Sobressai nesses ensaios a articulação do fazer experimental das obras com as singularidades de nossa constituição cultural. O olhar do autor não é pautado por uma sociologia que só vê constrangimentos em nossa precariedade institucional, nem se deixa influenciar por qualquer tipo de nacionalismo tardio ou de excentricidade a-histórica que estetiza as mazelas de nosso subdesenvolvimento. A condição experimental da arte brasileira remete, sem justificá-la, à inadequação de nossas instituições, ao desregramento de nossos vínculos sociais.
Não se trata de valorizar a precariedade, mas de perceber que as idéias e os lugares se processam conjuntamente. Sem espaço nos museus, a obra de Oiticica criou para si formas alternativas de disseminação poética. Hoje, ironicamente, ela é cobiçada pelos principais museus do mundo. Esta contradição é um desafio para a reflexão crítica e para as formas de recepção da arte na atualidade.
Um ponto importante, presente em vários ensaios, é a discussão do legado da arte experimental na produção contemporânea. O subtítulo do livro deve ser destacado: "Arte/vida: proposições e paradoxos". A barra separando-ligando arte e vida aponta para as promessas e riscos de dissolução da arte na vida. Por um lado, isso implicaria o fim da arte. Por outro, apontaria para a necessidade de se trazer a vida para dentro da experiência artística, transformando-a em um espaço experimental onde se forjariam novas possibilidades de ser no mundo. Como observou o autor, "Hélio (Oiticica) sempre se sentiu atraído pela idéia de Mondrian de que, algum dia, a arte se dissolveria na vida. Não seria 'nem o mural, nem a arte aplicada', como escreveu em 1961, mas 'algo expressivo', que seria como a beleza da vida, algo que não podia definir pois 'ainda não existia'".

----

ATIVIDADE PROPOSTA =
Com base no texto sobre arte experimental brasileira, explique por que a barra no subtítulo "Arte/vida: proposições e paradoxos" aponta ao mesmo tempo para promessas e para riscos.

LISTAGEM =
----

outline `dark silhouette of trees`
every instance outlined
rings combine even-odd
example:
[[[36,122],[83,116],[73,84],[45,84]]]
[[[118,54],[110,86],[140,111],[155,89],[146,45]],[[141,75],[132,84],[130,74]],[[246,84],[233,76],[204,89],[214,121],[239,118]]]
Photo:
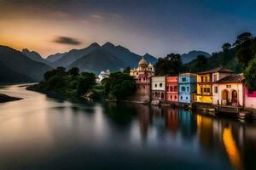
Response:
[[[181,55],[171,54],[165,58],[160,58],[155,65],[157,76],[177,76],[183,67]]]
[[[79,69],[78,67],[73,67],[69,69],[67,72],[73,76],[77,76],[79,75]]]

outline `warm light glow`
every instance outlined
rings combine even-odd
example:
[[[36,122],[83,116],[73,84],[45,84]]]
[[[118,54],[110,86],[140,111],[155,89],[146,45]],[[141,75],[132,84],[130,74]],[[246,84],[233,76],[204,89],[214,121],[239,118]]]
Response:
[[[232,136],[231,128],[225,128],[223,132],[223,141],[233,167],[237,170],[243,169],[241,158]]]

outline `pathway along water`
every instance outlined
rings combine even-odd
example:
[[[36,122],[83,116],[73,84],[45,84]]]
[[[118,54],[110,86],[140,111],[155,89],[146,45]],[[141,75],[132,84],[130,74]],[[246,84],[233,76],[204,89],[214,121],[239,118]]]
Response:
[[[0,93],[24,98],[0,104],[0,169],[255,169],[255,122]]]

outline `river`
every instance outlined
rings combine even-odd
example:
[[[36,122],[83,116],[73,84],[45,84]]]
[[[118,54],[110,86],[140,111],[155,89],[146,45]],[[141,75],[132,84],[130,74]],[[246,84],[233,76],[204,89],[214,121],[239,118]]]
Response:
[[[0,94],[0,169],[255,169],[256,122],[183,109]]]

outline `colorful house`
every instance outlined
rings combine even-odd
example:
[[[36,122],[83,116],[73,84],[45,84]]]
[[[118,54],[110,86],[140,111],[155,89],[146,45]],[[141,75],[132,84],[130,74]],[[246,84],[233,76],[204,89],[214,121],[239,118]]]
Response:
[[[190,104],[196,91],[196,74],[183,73],[178,76],[178,101]]]
[[[196,102],[212,104],[212,83],[232,73],[222,67],[198,73]]]
[[[225,76],[212,84],[213,105],[244,105],[244,77],[242,74]]]
[[[245,88],[245,107],[247,109],[256,109],[256,91]]]
[[[137,68],[130,71],[130,76],[134,77],[137,84],[137,90],[131,100],[143,103],[150,101],[150,79],[154,75],[154,66],[151,64],[148,65],[143,57]]]
[[[166,76],[166,101],[167,103],[177,103],[178,101],[178,83],[177,76]]]
[[[151,78],[152,103],[164,101],[166,96],[166,77],[152,76]]]

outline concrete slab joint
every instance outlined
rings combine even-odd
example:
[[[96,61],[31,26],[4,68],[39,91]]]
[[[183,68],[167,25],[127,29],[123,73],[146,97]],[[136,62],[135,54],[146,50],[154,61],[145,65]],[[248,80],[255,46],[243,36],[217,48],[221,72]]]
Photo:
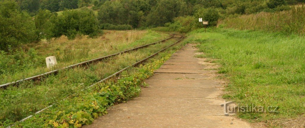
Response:
[[[115,106],[109,114],[86,128],[249,128],[233,116],[225,116],[220,95],[223,86],[216,71],[205,69],[196,49],[187,44],[174,54],[145,81],[138,98]]]

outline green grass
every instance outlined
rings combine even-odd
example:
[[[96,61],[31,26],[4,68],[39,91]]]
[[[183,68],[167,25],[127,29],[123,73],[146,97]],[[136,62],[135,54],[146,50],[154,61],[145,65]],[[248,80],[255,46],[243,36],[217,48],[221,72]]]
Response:
[[[117,44],[112,47],[119,47],[119,49],[121,49],[142,45],[159,40],[158,38],[164,37],[163,35],[149,32],[131,43]],[[145,58],[175,40],[174,39],[169,40],[166,43],[122,54],[96,64],[61,71],[57,75],[51,75],[40,81],[27,81],[18,87],[10,86],[5,90],[0,89],[0,127],[12,124],[49,105],[73,98],[79,90]],[[114,51],[109,50],[108,54]]]
[[[240,105],[278,106],[278,112],[239,112],[250,122],[267,122],[305,112],[305,38],[252,31],[204,29],[185,40],[222,66],[230,80],[223,97]]]
[[[170,43],[172,41],[168,43]],[[144,65],[124,71],[118,76],[120,78],[113,78],[90,89],[76,90],[73,94],[58,101],[54,106],[24,122],[18,123],[14,127],[77,127],[90,124],[98,116],[107,114],[106,109],[109,106],[137,96],[141,91],[140,87],[145,86],[143,81],[152,75],[153,70],[168,59],[177,47],[182,45],[176,45],[160,53],[149,59]],[[160,46],[158,45],[162,45],[142,50],[150,52],[152,49],[160,48]],[[116,61],[122,61],[116,59]]]

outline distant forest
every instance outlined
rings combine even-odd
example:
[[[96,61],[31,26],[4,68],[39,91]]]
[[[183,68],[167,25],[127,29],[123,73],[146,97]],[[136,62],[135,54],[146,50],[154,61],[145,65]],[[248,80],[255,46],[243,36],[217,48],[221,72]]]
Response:
[[[290,5],[304,2],[305,0],[1,0],[0,50],[7,51],[20,44],[62,35],[70,39],[78,35],[93,37],[102,33],[102,29],[165,26],[186,32],[198,25],[190,24],[189,27],[181,28],[179,24],[193,23],[199,17],[215,26],[220,19],[287,10],[291,8]]]

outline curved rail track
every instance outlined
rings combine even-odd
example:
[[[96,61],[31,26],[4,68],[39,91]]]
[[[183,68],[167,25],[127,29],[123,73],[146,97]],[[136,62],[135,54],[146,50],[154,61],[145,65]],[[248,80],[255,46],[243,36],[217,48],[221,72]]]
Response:
[[[5,88],[5,87],[7,87],[9,85],[17,85],[20,83],[24,81],[30,81],[32,80],[37,80],[40,78],[45,77],[46,76],[48,75],[50,75],[50,74],[56,74],[56,73],[57,73],[58,72],[58,71],[60,71],[60,70],[63,70],[68,68],[73,68],[73,67],[76,67],[83,65],[93,62],[100,61],[102,60],[103,60],[111,57],[112,57],[116,55],[119,55],[120,54],[126,53],[127,52],[128,52],[134,50],[138,50],[138,49],[141,48],[142,48],[144,47],[146,47],[146,46],[149,46],[152,45],[152,44],[154,44],[156,43],[158,43],[163,42],[172,38],[174,37],[174,36],[173,36],[173,34],[175,35],[176,34],[173,33],[172,34],[170,34],[171,36],[170,37],[161,40],[160,40],[156,42],[155,43],[139,46],[133,49],[129,49],[124,51],[122,51],[120,52],[119,52],[117,53],[115,53],[114,54],[113,54],[111,55],[109,55],[107,56],[93,59],[89,61],[86,61],[84,62],[82,62],[78,64],[73,64],[67,67],[65,67],[61,68],[59,69],[56,69],[48,72],[46,72],[45,73],[43,73],[40,75],[32,76],[31,77],[29,77],[28,78],[27,78],[20,80],[19,80],[15,81],[12,82],[10,83],[7,83],[3,85],[0,85],[0,88]]]
[[[133,64],[132,64],[130,66],[128,66],[127,67],[124,68],[123,68],[123,69],[121,70],[120,70],[120,71],[117,71],[117,72],[116,72],[115,73],[114,73],[114,74],[112,74],[112,75],[109,76],[108,76],[108,77],[106,77],[106,78],[103,79],[101,81],[98,81],[98,82],[96,82],[96,83],[95,83],[92,84],[92,85],[90,85],[90,86],[88,86],[88,87],[87,88],[87,89],[89,88],[91,88],[91,87],[92,87],[92,86],[94,86],[94,85],[97,85],[97,84],[98,84],[99,83],[101,83],[101,82],[102,82],[103,81],[106,81],[106,80],[107,80],[109,79],[110,78],[112,78],[112,77],[114,77],[114,76],[116,76],[116,75],[117,75],[118,74],[119,74],[121,73],[122,72],[123,72],[123,71],[124,71],[125,70],[126,70],[126,69],[128,69],[128,68],[129,68],[131,67],[135,67],[135,66],[136,66],[137,65],[139,64],[140,64],[141,63],[142,63],[142,62],[145,61],[147,60],[148,59],[149,59],[149,58],[151,58],[151,57],[152,57],[155,56],[157,54],[159,53],[160,53],[160,52],[161,52],[162,51],[164,51],[164,50],[166,50],[166,49],[167,49],[169,47],[171,47],[171,46],[173,46],[173,45],[174,45],[175,44],[176,44],[177,43],[179,42],[180,41],[181,41],[181,40],[182,40],[182,39],[183,39],[183,38],[184,38],[184,36],[183,36],[182,35],[179,34],[174,34],[174,33],[173,33],[173,34],[174,34],[174,35],[180,35],[180,36],[181,36],[181,38],[179,39],[175,43],[173,43],[172,44],[171,44],[167,46],[167,47],[166,47],[164,48],[163,48],[163,49],[161,49],[161,50],[159,50],[159,51],[158,51],[157,52],[156,52],[156,53],[154,53],[154,54],[153,54],[149,56],[148,56],[148,57],[146,57],[146,58],[145,58],[144,59],[142,59],[142,60],[140,60],[140,61],[137,61],[137,62]],[[137,49],[140,48],[141,47],[144,47],[148,46],[148,45],[151,45],[151,44],[154,44],[157,43],[159,43],[159,42],[161,42],[164,41],[166,41],[166,40],[167,40],[170,39],[171,39],[171,38],[173,38],[174,37],[174,36],[173,36],[172,35],[171,36],[171,36],[171,37],[169,38],[168,38],[166,39],[165,39],[165,40],[161,40],[161,41],[158,41],[158,42],[155,42],[155,43],[151,43],[151,44],[147,44],[147,45],[143,45],[143,46],[140,46],[140,47],[136,47],[136,48],[134,48],[134,49],[130,49],[130,50],[127,50],[124,51],[122,51],[122,52],[120,52],[119,53],[116,53],[116,54],[112,54],[112,55],[108,55],[108,56],[106,56],[105,57],[102,57],[96,59],[95,59],[92,60],[90,60],[90,61],[85,61],[85,62],[82,62],[82,63],[80,63],[78,64],[74,64],[74,65],[71,65],[70,66],[68,66],[68,67],[65,67],[64,68],[62,68],[61,69],[66,69],[66,68],[70,68],[70,67],[74,67],[76,66],[77,66],[81,65],[84,64],[87,64],[88,63],[90,63],[90,62],[93,62],[93,61],[95,61],[96,60],[101,60],[101,59],[104,59],[105,58],[106,58],[107,57],[110,57],[110,56],[114,56],[114,55],[115,55],[118,54],[119,54],[119,53],[124,53],[124,52],[127,52],[127,51],[129,51],[131,50],[135,50],[135,49]],[[87,63],[85,63],[85,62],[87,62]],[[79,64],[79,65],[77,65],[77,64]],[[73,65],[74,65],[74,66],[72,66]],[[54,70],[54,71],[56,71],[56,70]],[[48,106],[48,107],[45,107],[45,108],[44,108],[43,109],[42,109],[41,110],[40,110],[39,111],[38,111],[38,112],[36,112],[36,113],[34,113],[34,114],[33,114],[33,115],[30,115],[30,116],[27,116],[27,117],[26,117],[26,118],[23,118],[23,119],[22,119],[21,120],[20,120],[20,121],[19,121],[19,122],[23,122],[23,121],[24,121],[24,120],[25,120],[27,119],[29,119],[29,118],[30,118],[31,117],[32,117],[34,115],[35,115],[35,114],[38,114],[38,113],[39,113],[40,112],[43,111],[44,111],[45,109],[48,109],[48,108],[50,108],[51,107],[52,107],[53,106],[53,105],[50,105],[50,106]],[[12,126],[14,125],[14,124],[13,124],[13,125],[11,125],[10,126],[9,126],[8,127],[6,127],[6,128],[10,128],[11,126]]]

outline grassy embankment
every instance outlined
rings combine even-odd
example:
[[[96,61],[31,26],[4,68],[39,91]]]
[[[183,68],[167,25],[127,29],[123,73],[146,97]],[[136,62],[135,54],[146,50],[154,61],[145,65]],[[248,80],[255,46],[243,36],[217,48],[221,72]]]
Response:
[[[58,64],[55,68],[59,68],[153,43],[168,36],[160,34],[146,31],[105,31],[103,36],[96,38],[82,37],[70,40],[62,36],[49,41],[24,45],[23,47],[29,51],[34,49],[35,53],[19,52],[9,57],[0,54],[0,65],[2,65],[3,69],[0,71],[0,84],[48,71],[44,60],[49,56],[56,57]],[[143,36],[145,38],[142,38]],[[135,42],[136,40],[138,41]],[[27,59],[28,58],[31,58]],[[16,60],[12,61],[13,59]]]
[[[44,44],[43,46],[38,46],[40,44],[42,45],[45,43],[41,42],[41,44],[36,47],[37,50],[41,54],[40,55],[41,56],[48,54],[46,51],[52,51],[52,49],[60,48],[65,50],[64,48],[67,47],[65,47],[69,48],[67,49],[71,51],[70,51],[71,53],[67,56],[68,58],[72,57],[72,59],[70,61],[66,61],[66,64],[70,64],[75,61],[91,59],[92,58],[91,57],[95,57],[94,58],[102,56],[135,46],[153,43],[169,36],[151,31],[109,31],[108,33],[109,33],[97,39],[63,40],[63,39],[59,39]],[[57,75],[51,75],[40,81],[27,82],[18,87],[10,87],[6,90],[1,90],[0,126],[2,124],[5,125],[11,124],[50,105],[64,100],[78,90],[148,56],[174,41],[174,40],[170,40],[166,43],[123,54],[85,67],[62,71]],[[87,54],[84,54],[87,55],[84,57],[81,52],[79,52],[79,50],[76,50],[83,49],[84,46],[86,46],[88,50]],[[71,47],[74,47],[75,50],[70,50]],[[78,56],[78,55],[82,57]],[[65,62],[65,59],[60,59],[60,55],[58,56],[59,62],[61,63],[60,60]],[[44,66],[37,68],[45,68]],[[34,67],[32,69],[37,70]],[[28,70],[23,71],[29,73],[31,72]],[[16,73],[17,73],[18,72]]]
[[[244,15],[220,21],[218,25],[240,30],[261,30],[305,34],[305,6],[300,5],[288,11],[274,13],[261,12]]]
[[[240,106],[277,106],[277,112],[241,112],[240,118],[268,122],[305,112],[305,37],[249,30],[195,31],[186,40],[200,43],[207,57],[222,66],[229,82],[223,97]]]

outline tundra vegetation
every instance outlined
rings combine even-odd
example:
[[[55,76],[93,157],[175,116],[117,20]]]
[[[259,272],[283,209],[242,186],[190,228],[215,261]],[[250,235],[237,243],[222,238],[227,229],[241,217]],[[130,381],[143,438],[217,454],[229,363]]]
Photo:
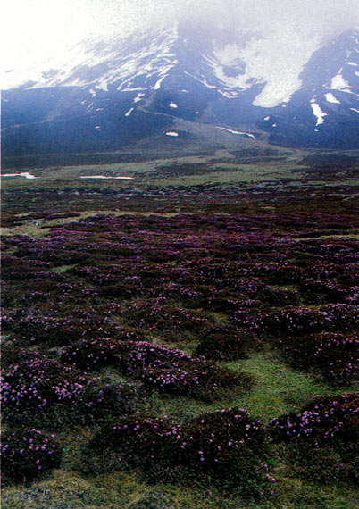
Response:
[[[242,152],[4,179],[4,509],[356,506],[356,166]]]

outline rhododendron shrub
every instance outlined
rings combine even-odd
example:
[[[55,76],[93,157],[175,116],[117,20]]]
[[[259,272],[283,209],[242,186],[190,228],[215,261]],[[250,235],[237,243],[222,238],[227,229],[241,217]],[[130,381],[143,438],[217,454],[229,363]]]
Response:
[[[67,347],[63,359],[88,369],[113,365],[150,389],[205,399],[233,386],[247,389],[253,383],[249,375],[220,368],[204,356],[147,341],[84,340]]]
[[[229,361],[246,357],[259,344],[255,334],[230,325],[205,329],[198,339],[198,354],[209,359]]]
[[[7,321],[6,325],[17,339],[52,346],[68,345],[84,337],[115,335],[120,329],[115,321],[94,309],[76,308],[60,317],[54,311],[46,314],[29,313],[13,323]]]
[[[321,332],[282,342],[284,355],[298,368],[319,369],[333,384],[359,379],[359,335]]]
[[[274,419],[271,427],[280,440],[311,442],[316,447],[355,444],[359,438],[359,394],[318,398],[297,413]]]
[[[3,371],[2,410],[6,421],[73,424],[131,411],[131,390],[91,379],[73,366],[39,354],[24,354]]]
[[[240,408],[205,413],[184,425],[136,414],[104,427],[82,454],[85,471],[106,471],[110,456],[118,469],[140,467],[152,480],[155,472],[157,481],[173,480],[174,472],[181,482],[210,477],[243,495],[255,491],[254,483],[263,489],[275,482],[264,463],[264,428]]]
[[[60,465],[61,447],[54,435],[39,430],[4,434],[0,444],[2,484],[29,481]]]

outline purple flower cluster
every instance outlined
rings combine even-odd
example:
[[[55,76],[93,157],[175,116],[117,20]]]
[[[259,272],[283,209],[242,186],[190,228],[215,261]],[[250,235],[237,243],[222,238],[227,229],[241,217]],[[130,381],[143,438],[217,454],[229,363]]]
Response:
[[[61,449],[54,435],[35,429],[5,434],[0,450],[4,485],[34,479],[60,464]]]
[[[311,441],[315,446],[330,443],[357,443],[359,438],[359,394],[322,397],[274,419],[271,426],[275,436],[285,441]]]
[[[359,378],[359,335],[321,332],[283,341],[284,354],[300,368],[319,368],[332,383]]]
[[[97,455],[111,449],[119,462],[149,469],[184,467],[187,471],[213,474],[235,483],[260,472],[263,481],[275,482],[263,458],[266,434],[260,421],[241,408],[204,413],[179,425],[166,416],[136,414],[104,426],[84,450]],[[249,470],[248,470],[249,469]]]

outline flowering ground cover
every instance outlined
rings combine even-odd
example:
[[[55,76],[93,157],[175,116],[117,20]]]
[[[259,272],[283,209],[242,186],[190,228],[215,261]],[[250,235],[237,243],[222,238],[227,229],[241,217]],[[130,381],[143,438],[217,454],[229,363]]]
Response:
[[[312,474],[322,482],[318,471],[331,462],[338,479],[326,482],[353,489],[353,188],[96,186],[7,195],[6,484],[34,482],[45,471],[96,482],[119,476],[111,482],[120,485],[121,476],[138,475],[146,486],[230,492],[228,505],[212,498],[218,507],[253,497],[256,507],[306,509],[305,501],[288,502],[296,471],[305,482]],[[34,221],[36,229],[27,229]],[[299,397],[283,382],[273,401],[285,413],[268,409],[263,419],[257,388],[270,386],[272,371],[249,368],[268,352],[316,388]],[[56,454],[46,455],[54,434]],[[28,437],[38,457],[21,446]]]

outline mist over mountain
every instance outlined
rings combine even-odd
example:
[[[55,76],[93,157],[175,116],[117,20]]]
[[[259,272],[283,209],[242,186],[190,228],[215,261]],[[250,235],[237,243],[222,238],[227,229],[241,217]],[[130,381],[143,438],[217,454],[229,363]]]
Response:
[[[88,38],[25,81],[13,71],[3,154],[201,143],[202,127],[238,142],[356,148],[359,30],[281,33],[172,22]]]

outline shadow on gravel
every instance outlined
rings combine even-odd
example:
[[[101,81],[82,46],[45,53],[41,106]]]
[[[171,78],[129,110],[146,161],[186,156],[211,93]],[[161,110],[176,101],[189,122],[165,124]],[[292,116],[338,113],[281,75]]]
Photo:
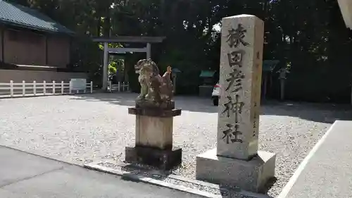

----

RESPOSTA DO EXERCÍCIO =
A barra, que separa e liga arte e vida, remete à dissolução da arte na vida, e essa dissolução tem dois lados. O risco é que ela implicaria o fim da arte. A promessa é trazer a vida para dentro da experiência artística e transformá-la em um espaço experimental onde se forjariam novas possibilidades de ser no mundo.